Climate Change News

Costa Rica’s Biodiversity Delights Egypt with CRUSA’s Support

Can you imagine pedaling a stationary bike in Egypt to see the tropical rainforest, biological corridors and variety of fauna in Costa Rica? This is the unique virtual reality experience of visitors to Costa Rica’s stand at the Conference of the Parties to the Convention on Biological Diversity (COP14) in Sharm el-Sheikh, Egypt, during November 17-28, 2018.

The stand seeks to demonstrate the importance of Costa Rica’s biological diversity as an economic driver involving the state, the private sector, international cooperation and civil society in preserving resources through the use of multi-stakeholder conservation strategies.

The simulator (see video below) was developed by the Ministry of the Environment and Energy (MINAE) with the help of CRUSA, GIZ (German Agency for International Cooperation), Asociación Costa Rica por Siempre (ACRXS), Asociación ProParques and the National Parks Foundation.

The stand’s virtual reality world is created by using a kind of binoculars powered by a bicycle which, when pedaled by users, shows the tropical rainforest as they go through the La Tigra Forest, the Talamanca-Caribbean Biological Corridor and the Hitoy Cerere Biological Reserve, along with other landscapes with cacao, hemp and banana plantations.

This virtual tour is guided by a narrator who provides information and detailed specifics of the different scenarios as well as the species that are seen and heard along the way: scarlet macaws, tapirs and snakes, a sample of the fauna that has been protected thanks to multisectoral efforts such as the ones led by the organizations involved in the preparation of this stand.

“The organizations that helped devise this stand believe that the country’s biodiversity is a driver of Costa Rica’s transformation through the green and blue economy. COP14 participants can learn information about the reforestation, monitoring and sustainability efforts led by our country,” noted Zdenka Piskulich, executive director of Asociación Costa Rica por Siempre.

The Convention on Biological Diversity (CBD), an international treaty dedicated to promoting measures that lead to a sustainable future, has been ratified by 196 countries. Every two years, the signatory nations meet in the Conference of the Parties (COP) to analyze progress, set priorities and targets and adopt work plans.

▶ [EXERCISE DATA]:
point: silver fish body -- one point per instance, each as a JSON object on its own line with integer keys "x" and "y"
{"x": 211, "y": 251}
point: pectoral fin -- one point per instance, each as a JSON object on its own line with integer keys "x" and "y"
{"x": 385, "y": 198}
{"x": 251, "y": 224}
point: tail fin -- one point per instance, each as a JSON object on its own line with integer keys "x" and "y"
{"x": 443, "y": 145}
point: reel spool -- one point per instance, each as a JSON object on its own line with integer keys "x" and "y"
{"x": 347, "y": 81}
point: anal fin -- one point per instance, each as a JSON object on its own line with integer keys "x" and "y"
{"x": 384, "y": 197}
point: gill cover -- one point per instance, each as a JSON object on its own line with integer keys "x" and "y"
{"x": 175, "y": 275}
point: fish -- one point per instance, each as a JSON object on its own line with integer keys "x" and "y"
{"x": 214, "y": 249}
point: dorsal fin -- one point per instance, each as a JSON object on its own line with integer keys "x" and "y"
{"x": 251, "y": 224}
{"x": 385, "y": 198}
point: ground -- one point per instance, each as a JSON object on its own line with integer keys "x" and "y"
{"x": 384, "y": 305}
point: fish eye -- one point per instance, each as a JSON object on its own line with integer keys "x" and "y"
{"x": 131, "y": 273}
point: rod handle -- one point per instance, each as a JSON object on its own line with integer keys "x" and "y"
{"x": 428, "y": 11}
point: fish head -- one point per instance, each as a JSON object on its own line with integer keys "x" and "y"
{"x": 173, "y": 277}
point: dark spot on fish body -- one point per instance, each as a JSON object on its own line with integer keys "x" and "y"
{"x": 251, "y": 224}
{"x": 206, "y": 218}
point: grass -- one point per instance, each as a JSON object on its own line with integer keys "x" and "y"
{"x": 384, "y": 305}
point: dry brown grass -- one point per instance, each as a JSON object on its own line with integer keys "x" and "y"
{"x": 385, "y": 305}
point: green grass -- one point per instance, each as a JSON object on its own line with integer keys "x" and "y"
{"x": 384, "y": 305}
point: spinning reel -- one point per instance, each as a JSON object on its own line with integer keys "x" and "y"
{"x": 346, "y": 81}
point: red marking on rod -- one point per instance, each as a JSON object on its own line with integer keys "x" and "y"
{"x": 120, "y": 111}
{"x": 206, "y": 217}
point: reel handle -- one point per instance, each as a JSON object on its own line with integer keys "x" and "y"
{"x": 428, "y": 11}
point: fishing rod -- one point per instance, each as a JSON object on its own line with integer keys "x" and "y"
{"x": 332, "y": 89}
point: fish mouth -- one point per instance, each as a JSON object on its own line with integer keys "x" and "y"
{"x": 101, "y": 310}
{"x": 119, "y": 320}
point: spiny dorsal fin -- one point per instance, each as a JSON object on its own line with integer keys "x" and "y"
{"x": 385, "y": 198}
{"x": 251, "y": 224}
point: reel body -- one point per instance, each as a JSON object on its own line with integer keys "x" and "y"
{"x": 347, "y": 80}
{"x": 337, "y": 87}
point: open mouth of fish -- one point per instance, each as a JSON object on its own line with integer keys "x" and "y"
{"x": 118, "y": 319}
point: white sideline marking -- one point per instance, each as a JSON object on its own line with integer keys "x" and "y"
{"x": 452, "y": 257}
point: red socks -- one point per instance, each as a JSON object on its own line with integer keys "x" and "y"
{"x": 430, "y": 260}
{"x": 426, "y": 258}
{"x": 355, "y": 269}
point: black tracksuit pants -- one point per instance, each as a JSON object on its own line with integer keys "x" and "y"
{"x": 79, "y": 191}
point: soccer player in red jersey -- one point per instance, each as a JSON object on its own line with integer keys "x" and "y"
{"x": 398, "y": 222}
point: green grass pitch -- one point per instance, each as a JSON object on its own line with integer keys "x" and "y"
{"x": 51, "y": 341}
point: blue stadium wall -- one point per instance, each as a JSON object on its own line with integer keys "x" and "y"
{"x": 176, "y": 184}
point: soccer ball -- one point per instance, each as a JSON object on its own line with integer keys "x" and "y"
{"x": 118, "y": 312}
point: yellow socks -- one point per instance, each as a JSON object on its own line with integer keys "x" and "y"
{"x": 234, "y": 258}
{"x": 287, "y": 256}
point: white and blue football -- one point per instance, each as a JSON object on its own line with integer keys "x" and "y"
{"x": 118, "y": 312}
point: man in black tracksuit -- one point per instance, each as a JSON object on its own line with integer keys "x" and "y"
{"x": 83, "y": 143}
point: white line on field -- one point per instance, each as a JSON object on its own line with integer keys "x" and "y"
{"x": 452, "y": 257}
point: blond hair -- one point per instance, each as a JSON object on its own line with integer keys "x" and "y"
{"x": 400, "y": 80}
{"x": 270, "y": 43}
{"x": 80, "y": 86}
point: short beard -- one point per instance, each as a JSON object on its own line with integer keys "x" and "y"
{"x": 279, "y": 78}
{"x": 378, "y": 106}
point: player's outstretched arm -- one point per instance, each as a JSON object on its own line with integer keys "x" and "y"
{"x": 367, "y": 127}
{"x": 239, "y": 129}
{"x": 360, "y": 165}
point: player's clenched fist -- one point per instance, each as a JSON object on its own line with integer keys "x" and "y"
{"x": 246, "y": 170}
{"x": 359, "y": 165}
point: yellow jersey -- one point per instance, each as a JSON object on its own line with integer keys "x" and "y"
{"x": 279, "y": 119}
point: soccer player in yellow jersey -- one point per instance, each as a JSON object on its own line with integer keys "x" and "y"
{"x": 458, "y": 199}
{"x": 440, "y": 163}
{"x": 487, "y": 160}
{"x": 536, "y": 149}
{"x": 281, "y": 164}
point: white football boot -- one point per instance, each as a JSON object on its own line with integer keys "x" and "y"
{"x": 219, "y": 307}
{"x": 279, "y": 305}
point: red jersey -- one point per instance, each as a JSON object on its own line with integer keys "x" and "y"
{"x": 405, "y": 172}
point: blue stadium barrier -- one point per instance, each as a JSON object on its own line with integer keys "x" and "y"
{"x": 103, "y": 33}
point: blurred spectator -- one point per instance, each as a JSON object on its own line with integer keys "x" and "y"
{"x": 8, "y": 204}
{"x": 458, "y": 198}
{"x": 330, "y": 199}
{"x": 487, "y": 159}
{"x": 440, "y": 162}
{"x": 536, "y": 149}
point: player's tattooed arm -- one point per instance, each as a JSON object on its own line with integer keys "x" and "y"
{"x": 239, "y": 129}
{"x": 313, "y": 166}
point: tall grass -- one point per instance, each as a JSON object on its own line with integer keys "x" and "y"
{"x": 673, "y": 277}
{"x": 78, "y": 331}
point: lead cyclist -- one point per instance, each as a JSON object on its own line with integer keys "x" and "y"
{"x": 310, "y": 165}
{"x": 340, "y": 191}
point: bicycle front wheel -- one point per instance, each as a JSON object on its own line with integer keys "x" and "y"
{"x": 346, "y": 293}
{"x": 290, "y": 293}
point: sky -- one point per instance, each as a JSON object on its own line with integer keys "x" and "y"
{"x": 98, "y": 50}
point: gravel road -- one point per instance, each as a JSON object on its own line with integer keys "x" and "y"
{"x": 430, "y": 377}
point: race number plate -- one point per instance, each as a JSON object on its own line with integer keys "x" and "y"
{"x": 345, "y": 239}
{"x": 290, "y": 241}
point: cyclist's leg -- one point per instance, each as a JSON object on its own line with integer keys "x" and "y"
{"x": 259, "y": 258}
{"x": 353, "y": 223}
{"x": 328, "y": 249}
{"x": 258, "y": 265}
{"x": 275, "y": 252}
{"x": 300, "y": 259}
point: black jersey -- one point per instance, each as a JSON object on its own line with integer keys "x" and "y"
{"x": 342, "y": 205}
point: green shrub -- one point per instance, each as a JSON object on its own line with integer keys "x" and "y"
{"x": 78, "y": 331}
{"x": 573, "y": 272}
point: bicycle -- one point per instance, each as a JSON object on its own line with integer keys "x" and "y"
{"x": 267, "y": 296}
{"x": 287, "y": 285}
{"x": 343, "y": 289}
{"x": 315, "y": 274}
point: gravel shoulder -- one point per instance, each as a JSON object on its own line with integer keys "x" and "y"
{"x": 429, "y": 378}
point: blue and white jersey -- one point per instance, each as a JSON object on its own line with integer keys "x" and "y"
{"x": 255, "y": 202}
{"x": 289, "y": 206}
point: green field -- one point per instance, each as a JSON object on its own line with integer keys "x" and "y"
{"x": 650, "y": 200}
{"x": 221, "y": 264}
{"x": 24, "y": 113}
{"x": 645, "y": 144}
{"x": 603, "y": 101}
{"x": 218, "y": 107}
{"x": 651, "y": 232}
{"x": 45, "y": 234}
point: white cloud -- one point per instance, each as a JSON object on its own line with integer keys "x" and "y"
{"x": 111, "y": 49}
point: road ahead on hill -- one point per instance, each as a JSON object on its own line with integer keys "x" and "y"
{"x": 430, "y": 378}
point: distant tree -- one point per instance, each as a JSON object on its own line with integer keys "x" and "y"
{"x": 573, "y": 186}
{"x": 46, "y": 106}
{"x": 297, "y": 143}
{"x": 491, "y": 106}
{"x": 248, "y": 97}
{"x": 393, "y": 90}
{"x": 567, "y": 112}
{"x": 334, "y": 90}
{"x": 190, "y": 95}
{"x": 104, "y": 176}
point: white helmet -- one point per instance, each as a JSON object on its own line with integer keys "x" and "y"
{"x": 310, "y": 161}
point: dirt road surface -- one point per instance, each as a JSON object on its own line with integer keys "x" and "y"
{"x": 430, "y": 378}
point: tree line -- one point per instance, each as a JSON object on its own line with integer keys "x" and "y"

▶ [YOUR OBJECTIVE]: Please extract the part of the article on Costa Rica's COP14 stand from "The stand seeks" to "and banana plantations.", copying it word for word. The records are separate material, unrelated to the article on Costa Rica's COP14 stand.

▶ [RESULT FOR THIS TASK]:
The stand seeks to demonstrate the importance of Costa Rica’s biological diversity as an economic driver involving the state, the private sector, international cooperation and civil society in preserving resources through the use of multi-stakeholder conservation strategies.

The simulator (see video below) was developed by the Ministry of the Environment and Energy (MINAE) with the help of CRUSA, GIZ (German Agency for International Cooperation), Asociación Costa Rica por Siempre (ACRXS), Asociación ProParques and the National Parks Foundation.

The stand’s virtual reality world is created by using a kind of binoculars powered by a bicycle which, when pedaled by users, shows the tropical rainforest as they go through the La Tigra Forest, the Talamanca-Caribbean Biological Corridor and the Hitoy Cerere Biological Reserve, along with other landscapes with cacao, hemp and banana plantations.